┏━━
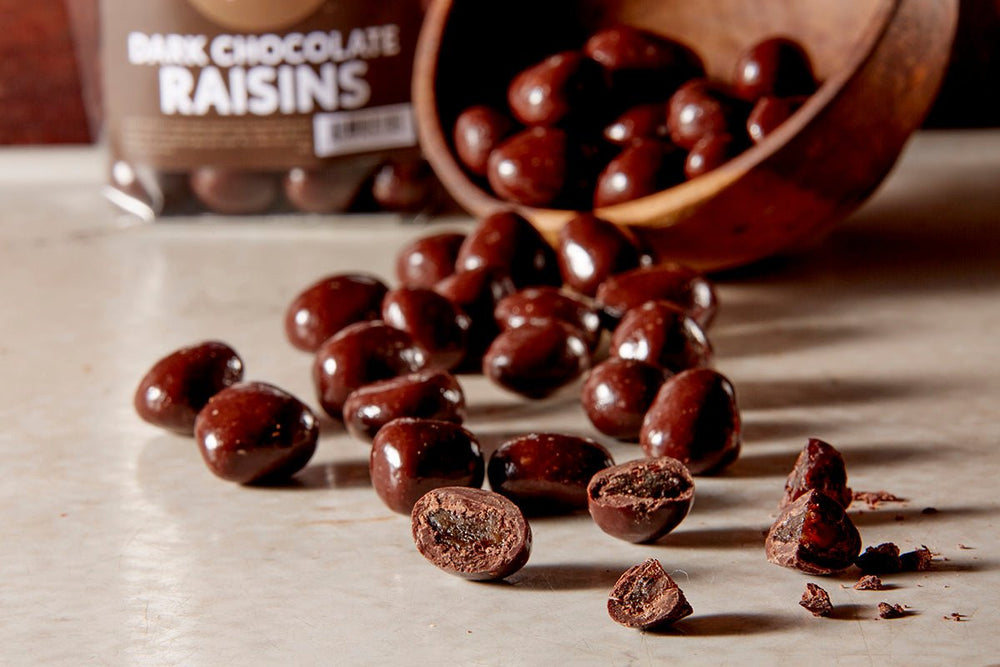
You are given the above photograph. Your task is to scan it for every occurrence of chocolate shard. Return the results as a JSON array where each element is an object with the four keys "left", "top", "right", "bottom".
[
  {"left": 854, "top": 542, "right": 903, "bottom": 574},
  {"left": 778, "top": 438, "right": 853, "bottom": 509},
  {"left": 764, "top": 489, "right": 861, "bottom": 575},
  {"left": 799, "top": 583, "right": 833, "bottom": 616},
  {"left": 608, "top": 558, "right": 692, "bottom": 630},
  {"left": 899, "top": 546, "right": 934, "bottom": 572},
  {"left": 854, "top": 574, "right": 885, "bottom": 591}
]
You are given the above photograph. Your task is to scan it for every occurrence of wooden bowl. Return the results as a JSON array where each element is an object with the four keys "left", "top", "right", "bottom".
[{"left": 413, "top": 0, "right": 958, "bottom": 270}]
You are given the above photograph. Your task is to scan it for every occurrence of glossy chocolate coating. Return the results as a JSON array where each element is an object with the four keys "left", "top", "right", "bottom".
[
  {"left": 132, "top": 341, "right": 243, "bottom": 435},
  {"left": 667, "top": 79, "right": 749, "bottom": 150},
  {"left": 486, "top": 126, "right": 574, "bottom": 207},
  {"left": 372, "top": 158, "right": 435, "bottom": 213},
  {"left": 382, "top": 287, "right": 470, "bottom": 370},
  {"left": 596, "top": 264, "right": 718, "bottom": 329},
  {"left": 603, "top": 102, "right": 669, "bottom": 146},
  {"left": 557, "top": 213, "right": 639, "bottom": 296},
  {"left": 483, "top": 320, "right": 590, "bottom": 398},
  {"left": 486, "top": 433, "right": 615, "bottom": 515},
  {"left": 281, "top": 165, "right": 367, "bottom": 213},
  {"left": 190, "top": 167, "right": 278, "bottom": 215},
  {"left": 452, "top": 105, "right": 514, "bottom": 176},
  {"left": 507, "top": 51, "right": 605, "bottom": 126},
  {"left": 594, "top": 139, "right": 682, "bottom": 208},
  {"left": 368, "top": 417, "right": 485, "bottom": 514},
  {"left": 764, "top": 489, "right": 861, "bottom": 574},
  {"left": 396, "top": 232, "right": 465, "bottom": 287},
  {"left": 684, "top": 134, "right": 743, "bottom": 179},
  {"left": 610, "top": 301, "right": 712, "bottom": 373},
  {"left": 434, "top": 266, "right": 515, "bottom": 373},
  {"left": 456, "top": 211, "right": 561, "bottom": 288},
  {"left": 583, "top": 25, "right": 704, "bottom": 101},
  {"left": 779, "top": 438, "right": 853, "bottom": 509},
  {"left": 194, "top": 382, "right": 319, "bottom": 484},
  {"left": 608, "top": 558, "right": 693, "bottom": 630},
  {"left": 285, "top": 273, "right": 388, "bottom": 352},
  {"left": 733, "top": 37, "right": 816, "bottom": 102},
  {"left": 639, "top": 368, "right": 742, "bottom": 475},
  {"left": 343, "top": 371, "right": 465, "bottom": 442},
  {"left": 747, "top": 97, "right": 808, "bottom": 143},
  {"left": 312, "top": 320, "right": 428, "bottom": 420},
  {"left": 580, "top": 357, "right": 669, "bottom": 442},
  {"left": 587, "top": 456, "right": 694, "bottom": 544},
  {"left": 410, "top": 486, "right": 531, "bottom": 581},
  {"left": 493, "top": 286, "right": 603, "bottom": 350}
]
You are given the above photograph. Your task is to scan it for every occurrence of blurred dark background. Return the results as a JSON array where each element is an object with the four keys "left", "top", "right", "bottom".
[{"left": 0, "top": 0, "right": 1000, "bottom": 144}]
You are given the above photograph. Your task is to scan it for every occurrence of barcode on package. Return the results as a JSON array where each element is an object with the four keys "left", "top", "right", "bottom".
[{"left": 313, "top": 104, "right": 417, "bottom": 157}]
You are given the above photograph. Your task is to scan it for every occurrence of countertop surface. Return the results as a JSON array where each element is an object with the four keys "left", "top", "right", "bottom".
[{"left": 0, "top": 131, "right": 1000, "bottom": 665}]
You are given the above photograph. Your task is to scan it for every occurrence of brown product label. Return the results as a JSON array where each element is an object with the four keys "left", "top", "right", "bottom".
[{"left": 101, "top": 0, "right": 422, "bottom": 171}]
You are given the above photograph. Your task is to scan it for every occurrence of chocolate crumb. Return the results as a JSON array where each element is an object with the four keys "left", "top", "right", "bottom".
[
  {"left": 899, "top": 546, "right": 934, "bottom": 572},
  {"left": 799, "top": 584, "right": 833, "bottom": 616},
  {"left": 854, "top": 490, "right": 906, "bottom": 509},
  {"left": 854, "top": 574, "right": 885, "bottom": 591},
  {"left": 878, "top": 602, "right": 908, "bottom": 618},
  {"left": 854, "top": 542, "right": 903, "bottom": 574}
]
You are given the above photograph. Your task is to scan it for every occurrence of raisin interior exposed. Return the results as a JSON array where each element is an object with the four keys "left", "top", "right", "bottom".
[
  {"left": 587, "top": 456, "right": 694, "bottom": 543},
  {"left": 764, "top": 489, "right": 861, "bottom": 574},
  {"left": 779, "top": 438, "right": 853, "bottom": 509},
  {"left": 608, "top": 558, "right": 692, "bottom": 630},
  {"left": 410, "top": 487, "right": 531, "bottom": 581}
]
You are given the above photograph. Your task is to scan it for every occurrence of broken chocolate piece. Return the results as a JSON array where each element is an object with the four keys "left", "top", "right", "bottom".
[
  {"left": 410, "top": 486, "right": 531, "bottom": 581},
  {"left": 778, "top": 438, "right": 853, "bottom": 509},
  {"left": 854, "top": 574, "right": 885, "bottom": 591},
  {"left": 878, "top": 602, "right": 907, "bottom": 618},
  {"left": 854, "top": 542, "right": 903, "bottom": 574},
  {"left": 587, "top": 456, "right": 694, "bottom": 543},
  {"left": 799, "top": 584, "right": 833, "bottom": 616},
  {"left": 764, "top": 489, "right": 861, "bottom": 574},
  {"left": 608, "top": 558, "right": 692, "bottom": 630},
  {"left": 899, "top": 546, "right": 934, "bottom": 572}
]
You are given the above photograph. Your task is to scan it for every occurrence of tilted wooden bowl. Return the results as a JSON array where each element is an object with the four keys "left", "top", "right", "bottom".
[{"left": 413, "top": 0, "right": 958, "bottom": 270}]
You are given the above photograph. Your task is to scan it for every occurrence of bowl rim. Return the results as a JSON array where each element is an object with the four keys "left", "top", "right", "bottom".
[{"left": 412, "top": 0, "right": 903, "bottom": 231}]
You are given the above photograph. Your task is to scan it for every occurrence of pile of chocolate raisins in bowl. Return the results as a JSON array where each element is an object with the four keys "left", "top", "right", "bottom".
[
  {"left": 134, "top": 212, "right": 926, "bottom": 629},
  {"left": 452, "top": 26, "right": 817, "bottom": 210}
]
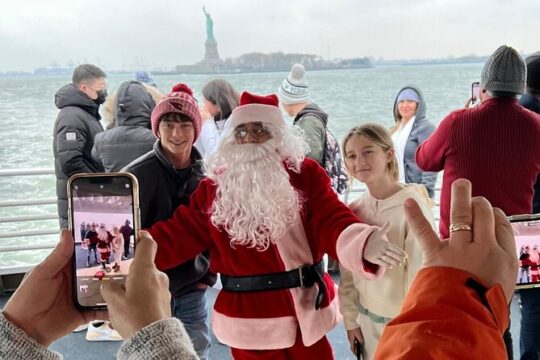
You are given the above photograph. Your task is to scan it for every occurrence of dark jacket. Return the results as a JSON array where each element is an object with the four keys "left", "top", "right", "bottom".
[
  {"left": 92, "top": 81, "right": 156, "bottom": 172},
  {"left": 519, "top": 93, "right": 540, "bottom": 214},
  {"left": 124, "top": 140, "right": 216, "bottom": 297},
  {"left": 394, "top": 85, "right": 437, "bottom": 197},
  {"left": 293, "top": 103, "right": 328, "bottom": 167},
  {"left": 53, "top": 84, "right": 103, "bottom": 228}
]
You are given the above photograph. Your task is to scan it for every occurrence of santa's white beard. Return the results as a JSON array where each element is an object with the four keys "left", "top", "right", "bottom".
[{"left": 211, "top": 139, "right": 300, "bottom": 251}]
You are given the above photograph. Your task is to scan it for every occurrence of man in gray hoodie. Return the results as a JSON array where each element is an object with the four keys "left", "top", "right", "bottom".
┗━━
┏━━
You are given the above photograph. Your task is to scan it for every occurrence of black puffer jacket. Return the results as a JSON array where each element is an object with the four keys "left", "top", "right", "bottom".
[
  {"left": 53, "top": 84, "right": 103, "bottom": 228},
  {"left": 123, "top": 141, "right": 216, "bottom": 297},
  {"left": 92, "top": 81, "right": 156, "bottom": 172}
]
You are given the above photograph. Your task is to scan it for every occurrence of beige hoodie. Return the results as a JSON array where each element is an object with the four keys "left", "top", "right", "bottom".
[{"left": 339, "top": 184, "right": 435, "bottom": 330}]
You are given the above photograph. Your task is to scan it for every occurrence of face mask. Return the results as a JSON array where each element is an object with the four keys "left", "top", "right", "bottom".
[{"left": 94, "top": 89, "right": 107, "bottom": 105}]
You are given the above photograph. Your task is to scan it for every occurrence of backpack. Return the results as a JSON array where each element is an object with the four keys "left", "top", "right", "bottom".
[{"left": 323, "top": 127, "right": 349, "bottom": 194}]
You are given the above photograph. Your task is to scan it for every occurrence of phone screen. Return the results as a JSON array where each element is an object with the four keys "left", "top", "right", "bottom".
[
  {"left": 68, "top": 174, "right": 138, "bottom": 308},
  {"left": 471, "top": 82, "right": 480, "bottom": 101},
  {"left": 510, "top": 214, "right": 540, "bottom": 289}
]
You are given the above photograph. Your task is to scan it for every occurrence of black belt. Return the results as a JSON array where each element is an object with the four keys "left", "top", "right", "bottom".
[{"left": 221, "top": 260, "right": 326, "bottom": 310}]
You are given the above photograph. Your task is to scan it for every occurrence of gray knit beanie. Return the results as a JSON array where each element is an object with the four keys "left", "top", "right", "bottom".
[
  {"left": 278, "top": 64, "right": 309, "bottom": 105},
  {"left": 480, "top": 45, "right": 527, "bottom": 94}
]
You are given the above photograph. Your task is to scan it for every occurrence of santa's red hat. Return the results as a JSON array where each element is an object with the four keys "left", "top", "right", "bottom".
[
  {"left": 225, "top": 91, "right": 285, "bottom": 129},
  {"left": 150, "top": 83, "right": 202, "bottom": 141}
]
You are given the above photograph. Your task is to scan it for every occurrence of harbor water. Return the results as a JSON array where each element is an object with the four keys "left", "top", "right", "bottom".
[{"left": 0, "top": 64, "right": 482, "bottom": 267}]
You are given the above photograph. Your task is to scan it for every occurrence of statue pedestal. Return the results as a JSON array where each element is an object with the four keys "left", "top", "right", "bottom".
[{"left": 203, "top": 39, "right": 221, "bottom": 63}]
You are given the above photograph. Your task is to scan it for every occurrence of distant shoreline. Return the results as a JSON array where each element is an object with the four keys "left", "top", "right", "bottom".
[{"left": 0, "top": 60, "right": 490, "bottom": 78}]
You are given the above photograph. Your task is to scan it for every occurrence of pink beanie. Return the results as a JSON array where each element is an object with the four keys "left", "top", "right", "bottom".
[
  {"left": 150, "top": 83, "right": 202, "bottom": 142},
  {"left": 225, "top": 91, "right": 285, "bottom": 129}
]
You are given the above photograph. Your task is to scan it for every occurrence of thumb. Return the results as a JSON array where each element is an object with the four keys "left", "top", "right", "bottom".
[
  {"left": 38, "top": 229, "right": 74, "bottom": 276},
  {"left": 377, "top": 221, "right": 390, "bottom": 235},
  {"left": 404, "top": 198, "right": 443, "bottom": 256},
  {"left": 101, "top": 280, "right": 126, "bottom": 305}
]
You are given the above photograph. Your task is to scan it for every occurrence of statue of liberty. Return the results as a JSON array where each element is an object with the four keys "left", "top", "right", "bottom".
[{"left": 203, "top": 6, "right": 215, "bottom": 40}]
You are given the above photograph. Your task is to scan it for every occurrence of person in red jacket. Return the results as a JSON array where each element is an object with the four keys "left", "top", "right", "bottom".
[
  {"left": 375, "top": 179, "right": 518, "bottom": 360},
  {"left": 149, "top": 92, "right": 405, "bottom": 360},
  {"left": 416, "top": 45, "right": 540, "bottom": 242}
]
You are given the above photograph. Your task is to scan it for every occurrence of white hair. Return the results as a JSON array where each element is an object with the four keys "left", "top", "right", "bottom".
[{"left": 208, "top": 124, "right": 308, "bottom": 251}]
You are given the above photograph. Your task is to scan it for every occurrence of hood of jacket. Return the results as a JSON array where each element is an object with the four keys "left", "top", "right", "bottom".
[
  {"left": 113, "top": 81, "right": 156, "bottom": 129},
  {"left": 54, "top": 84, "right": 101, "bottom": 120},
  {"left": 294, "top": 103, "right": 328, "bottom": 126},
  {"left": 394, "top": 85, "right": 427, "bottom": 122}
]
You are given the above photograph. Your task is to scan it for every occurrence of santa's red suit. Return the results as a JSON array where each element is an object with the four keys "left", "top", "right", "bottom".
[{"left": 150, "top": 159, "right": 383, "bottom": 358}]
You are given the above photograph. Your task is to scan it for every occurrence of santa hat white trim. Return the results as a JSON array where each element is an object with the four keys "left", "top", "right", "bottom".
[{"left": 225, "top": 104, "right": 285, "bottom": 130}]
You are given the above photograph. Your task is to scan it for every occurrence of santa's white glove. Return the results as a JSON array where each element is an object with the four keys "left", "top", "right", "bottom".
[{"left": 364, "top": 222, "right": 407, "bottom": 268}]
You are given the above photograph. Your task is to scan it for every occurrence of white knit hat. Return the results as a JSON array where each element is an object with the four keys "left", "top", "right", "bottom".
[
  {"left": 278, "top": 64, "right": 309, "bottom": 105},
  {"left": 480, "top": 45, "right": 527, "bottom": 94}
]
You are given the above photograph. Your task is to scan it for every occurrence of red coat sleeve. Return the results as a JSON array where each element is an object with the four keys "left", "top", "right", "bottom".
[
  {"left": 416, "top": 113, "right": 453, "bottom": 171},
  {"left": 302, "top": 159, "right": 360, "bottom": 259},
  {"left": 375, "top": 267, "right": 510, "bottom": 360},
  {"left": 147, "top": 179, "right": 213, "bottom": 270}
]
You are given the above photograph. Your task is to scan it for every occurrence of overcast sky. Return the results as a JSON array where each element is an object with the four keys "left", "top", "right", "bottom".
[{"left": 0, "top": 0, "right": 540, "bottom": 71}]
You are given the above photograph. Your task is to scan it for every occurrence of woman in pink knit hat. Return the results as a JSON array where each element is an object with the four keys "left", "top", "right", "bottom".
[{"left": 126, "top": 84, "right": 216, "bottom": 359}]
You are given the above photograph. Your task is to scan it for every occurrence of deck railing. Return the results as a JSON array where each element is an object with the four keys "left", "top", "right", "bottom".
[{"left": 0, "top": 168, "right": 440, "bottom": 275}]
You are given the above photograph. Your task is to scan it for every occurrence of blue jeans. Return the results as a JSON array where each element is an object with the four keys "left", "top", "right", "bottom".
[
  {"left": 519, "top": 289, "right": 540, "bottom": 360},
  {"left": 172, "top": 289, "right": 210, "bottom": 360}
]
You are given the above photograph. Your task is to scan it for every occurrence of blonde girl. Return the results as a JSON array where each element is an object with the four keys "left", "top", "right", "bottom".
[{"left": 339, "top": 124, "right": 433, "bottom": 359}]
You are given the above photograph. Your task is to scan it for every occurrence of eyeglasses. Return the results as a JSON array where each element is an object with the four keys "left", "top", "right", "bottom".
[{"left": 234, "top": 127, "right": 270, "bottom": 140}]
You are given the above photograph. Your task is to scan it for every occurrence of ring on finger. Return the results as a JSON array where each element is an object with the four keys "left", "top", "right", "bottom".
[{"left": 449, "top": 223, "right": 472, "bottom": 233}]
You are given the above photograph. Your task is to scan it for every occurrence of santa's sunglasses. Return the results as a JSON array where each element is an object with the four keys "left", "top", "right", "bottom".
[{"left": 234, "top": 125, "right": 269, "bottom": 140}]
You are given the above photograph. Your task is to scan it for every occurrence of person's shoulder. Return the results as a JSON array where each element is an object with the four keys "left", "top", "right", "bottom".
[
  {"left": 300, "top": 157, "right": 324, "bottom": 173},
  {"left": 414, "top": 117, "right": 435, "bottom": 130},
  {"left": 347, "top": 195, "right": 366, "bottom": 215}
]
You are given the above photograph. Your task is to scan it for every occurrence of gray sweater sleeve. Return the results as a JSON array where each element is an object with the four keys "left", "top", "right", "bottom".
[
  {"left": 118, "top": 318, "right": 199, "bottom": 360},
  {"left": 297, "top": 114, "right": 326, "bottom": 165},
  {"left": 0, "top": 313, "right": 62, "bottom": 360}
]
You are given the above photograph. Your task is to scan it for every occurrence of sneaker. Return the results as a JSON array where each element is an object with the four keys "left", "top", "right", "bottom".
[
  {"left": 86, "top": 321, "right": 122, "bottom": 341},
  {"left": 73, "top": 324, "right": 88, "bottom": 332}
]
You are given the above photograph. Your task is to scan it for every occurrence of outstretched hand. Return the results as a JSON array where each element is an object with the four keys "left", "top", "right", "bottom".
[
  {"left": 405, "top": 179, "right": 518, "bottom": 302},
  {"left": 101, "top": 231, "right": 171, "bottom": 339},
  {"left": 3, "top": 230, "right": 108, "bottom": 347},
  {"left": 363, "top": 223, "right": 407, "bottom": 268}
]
┗━━
┏━━
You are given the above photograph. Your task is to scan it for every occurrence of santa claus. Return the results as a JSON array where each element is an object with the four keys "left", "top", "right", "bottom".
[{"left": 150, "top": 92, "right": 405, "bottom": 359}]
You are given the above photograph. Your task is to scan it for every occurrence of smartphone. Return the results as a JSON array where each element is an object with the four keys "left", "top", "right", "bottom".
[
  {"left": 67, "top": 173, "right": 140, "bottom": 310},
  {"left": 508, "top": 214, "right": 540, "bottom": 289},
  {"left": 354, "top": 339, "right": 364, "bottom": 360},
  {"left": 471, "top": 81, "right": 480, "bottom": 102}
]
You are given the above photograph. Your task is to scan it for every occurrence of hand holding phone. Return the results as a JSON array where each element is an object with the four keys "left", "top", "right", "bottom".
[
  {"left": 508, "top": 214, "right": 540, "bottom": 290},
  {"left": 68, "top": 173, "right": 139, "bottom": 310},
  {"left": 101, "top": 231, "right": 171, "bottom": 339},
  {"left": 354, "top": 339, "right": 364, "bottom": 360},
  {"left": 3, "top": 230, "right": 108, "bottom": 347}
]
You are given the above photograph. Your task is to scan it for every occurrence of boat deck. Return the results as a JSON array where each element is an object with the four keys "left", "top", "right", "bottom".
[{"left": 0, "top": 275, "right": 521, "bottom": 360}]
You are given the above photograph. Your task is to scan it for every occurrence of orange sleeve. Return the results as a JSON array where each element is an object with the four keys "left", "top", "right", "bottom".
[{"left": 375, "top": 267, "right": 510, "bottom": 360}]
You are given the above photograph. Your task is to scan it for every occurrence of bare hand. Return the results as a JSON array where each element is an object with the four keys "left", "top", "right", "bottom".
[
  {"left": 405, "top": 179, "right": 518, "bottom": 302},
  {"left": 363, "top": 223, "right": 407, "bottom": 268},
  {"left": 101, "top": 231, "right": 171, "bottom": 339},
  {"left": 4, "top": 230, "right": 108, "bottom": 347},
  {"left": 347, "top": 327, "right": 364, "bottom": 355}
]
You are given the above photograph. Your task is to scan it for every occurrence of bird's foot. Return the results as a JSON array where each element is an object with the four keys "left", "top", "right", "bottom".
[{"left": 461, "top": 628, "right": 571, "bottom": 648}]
┗━━
* **The problem**: State how many lines of the material above contain the string "statue", with uppercase and lowercase treated as different, and give only that number.

* **Exercise result**: 2